» **Entries supplied**
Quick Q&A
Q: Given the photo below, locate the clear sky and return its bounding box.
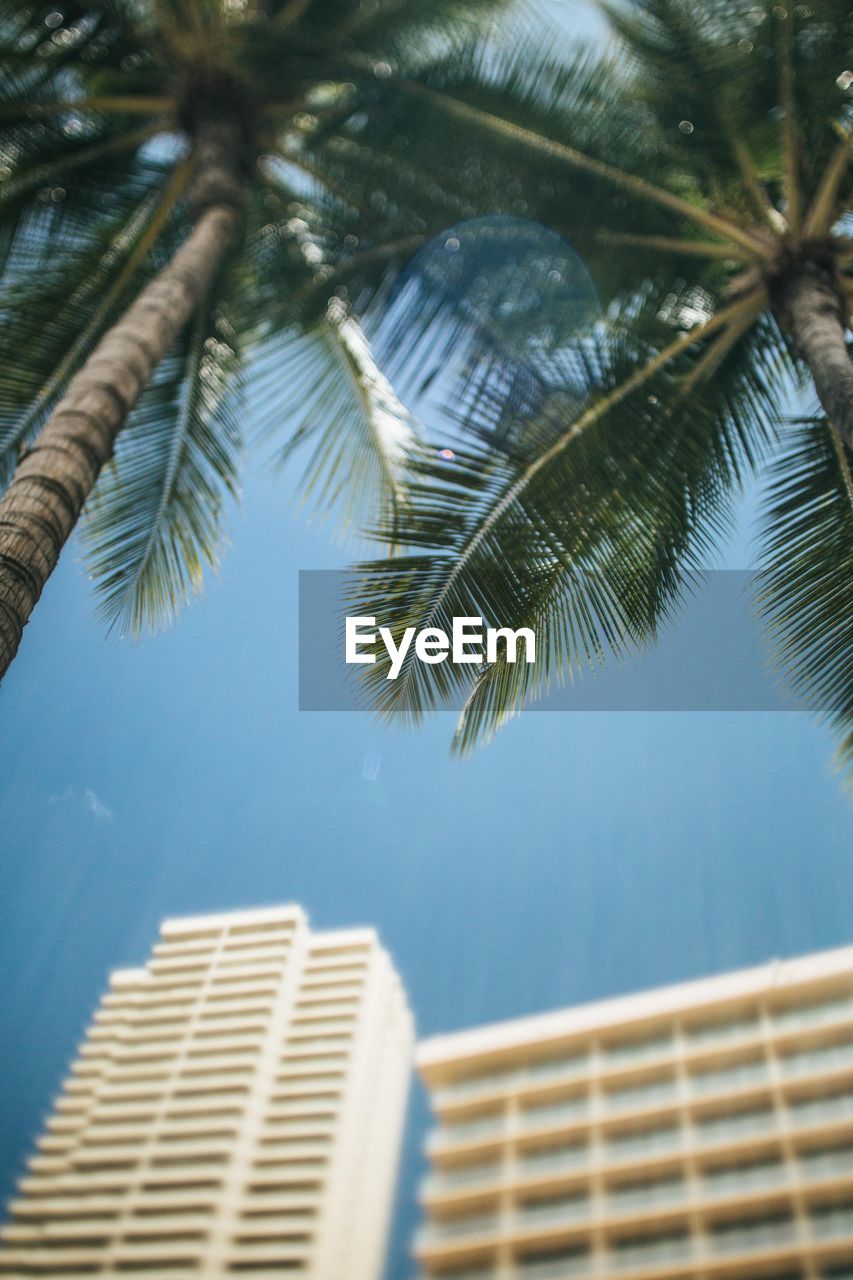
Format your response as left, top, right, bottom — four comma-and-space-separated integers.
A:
0, 445, 853, 1280
0, 0, 853, 1280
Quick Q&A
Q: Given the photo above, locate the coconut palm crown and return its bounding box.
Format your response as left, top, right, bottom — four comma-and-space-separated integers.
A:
0, 0, 517, 675
343, 0, 853, 753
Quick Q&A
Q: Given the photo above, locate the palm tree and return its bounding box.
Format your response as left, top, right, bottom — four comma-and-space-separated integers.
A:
0, 0, 512, 676
343, 0, 853, 753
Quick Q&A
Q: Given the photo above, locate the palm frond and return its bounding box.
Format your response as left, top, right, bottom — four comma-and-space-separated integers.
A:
351, 290, 779, 750
757, 420, 853, 763
83, 286, 242, 635
252, 298, 416, 540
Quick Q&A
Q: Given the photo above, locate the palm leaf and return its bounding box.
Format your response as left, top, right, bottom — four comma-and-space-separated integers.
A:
757, 420, 853, 765
83, 285, 242, 635
258, 298, 416, 540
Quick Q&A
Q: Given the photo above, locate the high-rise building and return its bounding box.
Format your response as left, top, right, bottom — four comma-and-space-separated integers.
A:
416, 947, 853, 1280
0, 906, 412, 1280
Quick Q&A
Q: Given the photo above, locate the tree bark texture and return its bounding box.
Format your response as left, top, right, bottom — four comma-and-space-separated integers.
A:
774, 262, 853, 453
0, 202, 241, 678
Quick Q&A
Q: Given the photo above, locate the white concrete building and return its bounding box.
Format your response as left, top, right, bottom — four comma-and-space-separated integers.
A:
0, 906, 412, 1280
416, 947, 853, 1280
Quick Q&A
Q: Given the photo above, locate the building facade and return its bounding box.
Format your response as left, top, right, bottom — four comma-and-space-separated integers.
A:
0, 908, 412, 1280
416, 947, 853, 1280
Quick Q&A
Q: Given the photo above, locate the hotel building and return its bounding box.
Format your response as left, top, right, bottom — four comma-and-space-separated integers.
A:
0, 906, 412, 1280
416, 947, 853, 1280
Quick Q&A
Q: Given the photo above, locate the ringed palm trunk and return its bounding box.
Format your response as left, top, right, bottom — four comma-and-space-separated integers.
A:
0, 124, 243, 678
774, 261, 853, 453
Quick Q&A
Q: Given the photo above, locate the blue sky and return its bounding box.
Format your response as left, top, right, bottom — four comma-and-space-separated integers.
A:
0, 0, 853, 1280
0, 455, 853, 1280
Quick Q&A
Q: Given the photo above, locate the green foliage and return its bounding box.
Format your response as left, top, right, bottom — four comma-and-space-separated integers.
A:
0, 0, 512, 631
758, 420, 853, 768
350, 0, 853, 750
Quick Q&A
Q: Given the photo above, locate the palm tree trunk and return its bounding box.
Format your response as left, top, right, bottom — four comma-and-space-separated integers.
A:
0, 125, 242, 678
774, 262, 853, 453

» **The problem**
Repeat the data exactly, excluding the pictures.

» **Complete answer**
Quick Q&A
Q: Given the photo below, locate the clear sky and return its bounding box.
Format your response as left, top, right, bottom — four comma-and-space-separated integers.
A:
0, 445, 853, 1280
0, 0, 853, 1280
Quick Q&A
Q: Given the photo above, locate the coconut palm crown and return its bounding box.
Format your response as left, top, right, bottom — four comma-and-space-separated integers.
A:
0, 0, 517, 675
343, 0, 853, 753
Quick Q&A
Q: Given the photo above, locate the palm tree and return its bounding box.
Format your response as left, top, right, bottom — four comma-and-space-separated integers.
A:
0, 0, 512, 676
343, 0, 853, 753
Quick Q&A
Q: Given the photo above, locate the palm frond and return its bounding box.
Format your response as left, top, right, bottom — four comma-and-space-separated integers.
A:
351, 290, 779, 750
757, 420, 853, 763
83, 286, 242, 635
252, 298, 416, 540
Quick Q&A
Q: Given the photo above, locate the palm leaf and return its bounding box.
Format your response as left, top, right, bottom — four comma-and-space-separated integers.
A:
757, 420, 853, 765
83, 285, 242, 635
258, 298, 416, 540
Quick Q&A
Q: Given the photo above, locate the high-rise building and return its bounding box.
Format your response as left, top, right, bottom — four comma-and-space-separated integers.
A:
416, 947, 853, 1280
0, 906, 412, 1280
Quick Q&A
Q: Given the photo above, locate the tree bark texture and return its bounding box.
Format your response as left, top, right, bottom — four comma-and-space-separated integers.
A:
774, 262, 853, 453
0, 202, 241, 678
Quick Q&A
Q: Given the photo above, locate the white concrete building and return its bounding box.
Format your response as left, top, right, bottom — four comma-and-space-separated integers.
A:
0, 906, 412, 1280
416, 947, 853, 1280
Quick Q&A
Q: Given the photo above, locate the building facade and return its bounding box.
Format your response as left, top, right, bottom — four comma-and-space-separated integers.
A:
0, 908, 412, 1280
416, 947, 853, 1280
Quick Q&A
Q: Given the photo above, locate the hotel building and return its bounding box.
Format your response as left, top, right, bottom — four comma-and-space-separated integers.
A:
0, 906, 412, 1280
416, 947, 853, 1280
Quick Q&A
Q: Given the photo above, locate the ringed palm trunk and return its bounding box.
Format your response as left, top, right, bottom — four comma-and-space-separated integers.
A:
0, 124, 243, 678
774, 261, 853, 453
Quick Q&A
Q: Given the photo above, locate the blue sky and return its bounding box.
Format your response as left, top, right, bottom — four comma-and-space-separated integers.
A:
0, 0, 853, 1280
0, 455, 853, 1280
Quick Q&A
Q: Given the photo above, locate the green foliage and return its bounding box.
Format your response as left, top, right, bottom — four comma-and-space-separated integers.
A:
0, 0, 512, 631
758, 420, 853, 768
350, 0, 853, 750
Quick Q&A
Q: Given the photo above, locate the palm tree trunk and return its bounding box.
Format your response as left, top, right, bottom — four comma-and-space-separated integers.
A:
0, 125, 242, 678
774, 262, 853, 453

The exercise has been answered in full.